__SHORT PROBLEM__:
State how many lines in the records below contain the word "wooden". Reply with the number alone.

__DATA SECTION__:
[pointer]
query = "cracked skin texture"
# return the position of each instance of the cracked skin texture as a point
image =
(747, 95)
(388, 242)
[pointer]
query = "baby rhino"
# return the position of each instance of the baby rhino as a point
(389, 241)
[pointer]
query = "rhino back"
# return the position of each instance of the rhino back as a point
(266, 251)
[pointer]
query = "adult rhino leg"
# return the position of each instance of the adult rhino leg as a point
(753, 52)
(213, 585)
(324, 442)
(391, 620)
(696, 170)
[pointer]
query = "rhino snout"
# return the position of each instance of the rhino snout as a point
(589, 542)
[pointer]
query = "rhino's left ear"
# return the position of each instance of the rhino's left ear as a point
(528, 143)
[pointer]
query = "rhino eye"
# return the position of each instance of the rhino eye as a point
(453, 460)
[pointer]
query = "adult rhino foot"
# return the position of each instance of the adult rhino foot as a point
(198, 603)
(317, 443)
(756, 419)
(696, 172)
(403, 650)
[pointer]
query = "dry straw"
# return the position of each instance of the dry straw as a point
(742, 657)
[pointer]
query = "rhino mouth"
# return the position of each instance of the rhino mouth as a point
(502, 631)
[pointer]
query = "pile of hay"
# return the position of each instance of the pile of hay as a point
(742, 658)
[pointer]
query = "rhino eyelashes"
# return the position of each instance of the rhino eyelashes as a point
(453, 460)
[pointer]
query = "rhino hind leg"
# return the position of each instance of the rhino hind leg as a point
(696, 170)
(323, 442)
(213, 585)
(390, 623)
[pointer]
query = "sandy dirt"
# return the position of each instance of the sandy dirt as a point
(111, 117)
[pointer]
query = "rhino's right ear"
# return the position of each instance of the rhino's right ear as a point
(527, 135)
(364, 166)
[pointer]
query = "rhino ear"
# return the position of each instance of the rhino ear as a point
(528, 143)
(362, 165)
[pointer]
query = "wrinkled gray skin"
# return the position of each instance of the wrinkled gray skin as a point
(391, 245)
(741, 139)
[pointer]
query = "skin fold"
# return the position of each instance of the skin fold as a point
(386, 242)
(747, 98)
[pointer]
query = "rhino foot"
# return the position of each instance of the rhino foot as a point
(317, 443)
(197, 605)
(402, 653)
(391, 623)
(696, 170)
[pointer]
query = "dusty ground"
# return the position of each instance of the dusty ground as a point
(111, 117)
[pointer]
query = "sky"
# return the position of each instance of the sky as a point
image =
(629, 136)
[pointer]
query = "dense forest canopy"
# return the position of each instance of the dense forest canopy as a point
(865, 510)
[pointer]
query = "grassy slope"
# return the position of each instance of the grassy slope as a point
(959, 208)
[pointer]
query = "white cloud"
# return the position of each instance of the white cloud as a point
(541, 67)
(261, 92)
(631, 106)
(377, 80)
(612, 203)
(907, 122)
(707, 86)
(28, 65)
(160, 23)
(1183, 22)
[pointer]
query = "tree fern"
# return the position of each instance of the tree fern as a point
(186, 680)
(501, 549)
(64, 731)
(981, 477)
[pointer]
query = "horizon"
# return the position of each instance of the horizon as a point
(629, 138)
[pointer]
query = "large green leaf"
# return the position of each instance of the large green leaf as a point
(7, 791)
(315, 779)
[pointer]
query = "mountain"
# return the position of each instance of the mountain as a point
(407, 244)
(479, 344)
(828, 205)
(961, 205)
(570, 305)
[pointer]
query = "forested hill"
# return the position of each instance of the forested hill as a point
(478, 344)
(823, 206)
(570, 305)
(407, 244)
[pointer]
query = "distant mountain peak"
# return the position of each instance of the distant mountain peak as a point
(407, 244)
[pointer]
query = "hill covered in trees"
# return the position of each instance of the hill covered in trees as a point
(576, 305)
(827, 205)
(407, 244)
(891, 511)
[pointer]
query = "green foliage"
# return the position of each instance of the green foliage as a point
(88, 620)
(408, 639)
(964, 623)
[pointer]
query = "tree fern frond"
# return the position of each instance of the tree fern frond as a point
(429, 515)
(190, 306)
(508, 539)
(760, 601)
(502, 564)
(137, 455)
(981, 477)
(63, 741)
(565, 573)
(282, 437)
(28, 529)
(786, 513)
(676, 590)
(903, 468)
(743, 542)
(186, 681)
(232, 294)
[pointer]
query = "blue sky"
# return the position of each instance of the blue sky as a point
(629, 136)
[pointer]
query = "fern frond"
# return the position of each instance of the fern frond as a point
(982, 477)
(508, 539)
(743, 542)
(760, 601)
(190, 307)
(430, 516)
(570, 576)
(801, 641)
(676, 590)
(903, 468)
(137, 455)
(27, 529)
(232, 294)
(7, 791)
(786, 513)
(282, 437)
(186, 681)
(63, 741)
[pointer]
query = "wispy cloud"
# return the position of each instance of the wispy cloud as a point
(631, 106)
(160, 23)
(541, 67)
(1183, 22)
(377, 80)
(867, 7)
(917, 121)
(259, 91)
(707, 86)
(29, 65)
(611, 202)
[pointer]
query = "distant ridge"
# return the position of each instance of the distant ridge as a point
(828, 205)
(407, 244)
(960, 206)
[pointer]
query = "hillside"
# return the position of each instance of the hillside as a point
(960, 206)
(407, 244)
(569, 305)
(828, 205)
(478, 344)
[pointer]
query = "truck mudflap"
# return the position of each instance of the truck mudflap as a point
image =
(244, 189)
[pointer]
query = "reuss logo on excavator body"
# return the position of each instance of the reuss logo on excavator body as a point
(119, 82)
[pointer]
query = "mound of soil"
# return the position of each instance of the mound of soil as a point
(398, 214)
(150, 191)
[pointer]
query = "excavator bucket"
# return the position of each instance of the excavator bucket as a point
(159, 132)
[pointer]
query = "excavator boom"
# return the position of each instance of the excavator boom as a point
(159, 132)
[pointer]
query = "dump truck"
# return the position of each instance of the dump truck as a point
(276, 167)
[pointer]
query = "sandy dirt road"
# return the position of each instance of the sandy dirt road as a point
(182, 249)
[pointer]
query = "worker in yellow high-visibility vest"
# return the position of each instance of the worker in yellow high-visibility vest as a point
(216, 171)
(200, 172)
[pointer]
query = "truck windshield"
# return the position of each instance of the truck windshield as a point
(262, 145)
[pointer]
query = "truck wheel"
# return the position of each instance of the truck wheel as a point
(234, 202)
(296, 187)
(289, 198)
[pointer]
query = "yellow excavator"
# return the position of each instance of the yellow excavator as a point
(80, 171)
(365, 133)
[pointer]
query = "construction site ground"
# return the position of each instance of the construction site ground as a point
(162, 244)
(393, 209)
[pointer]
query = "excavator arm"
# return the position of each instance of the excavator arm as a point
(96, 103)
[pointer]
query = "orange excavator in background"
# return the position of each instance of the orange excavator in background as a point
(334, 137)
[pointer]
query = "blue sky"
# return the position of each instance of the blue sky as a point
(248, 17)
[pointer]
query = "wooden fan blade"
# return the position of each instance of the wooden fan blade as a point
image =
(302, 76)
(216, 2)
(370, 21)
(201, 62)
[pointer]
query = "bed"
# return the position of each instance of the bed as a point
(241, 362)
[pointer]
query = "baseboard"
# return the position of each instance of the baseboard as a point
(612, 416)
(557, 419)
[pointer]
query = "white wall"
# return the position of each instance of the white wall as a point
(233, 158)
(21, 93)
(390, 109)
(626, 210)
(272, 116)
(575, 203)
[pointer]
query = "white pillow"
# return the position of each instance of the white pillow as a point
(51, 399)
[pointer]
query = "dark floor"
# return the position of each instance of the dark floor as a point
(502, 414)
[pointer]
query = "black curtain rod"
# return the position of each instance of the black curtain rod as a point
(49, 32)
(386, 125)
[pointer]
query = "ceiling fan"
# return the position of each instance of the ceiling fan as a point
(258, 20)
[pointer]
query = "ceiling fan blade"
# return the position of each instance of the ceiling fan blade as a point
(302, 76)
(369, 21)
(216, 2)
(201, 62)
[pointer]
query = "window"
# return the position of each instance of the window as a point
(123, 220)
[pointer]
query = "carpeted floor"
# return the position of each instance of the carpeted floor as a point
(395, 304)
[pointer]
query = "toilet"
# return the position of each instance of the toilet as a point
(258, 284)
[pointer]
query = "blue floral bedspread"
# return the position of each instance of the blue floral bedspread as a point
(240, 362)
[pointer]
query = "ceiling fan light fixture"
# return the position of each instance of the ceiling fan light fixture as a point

__ANSWER TO THIS PROBLEM__:
2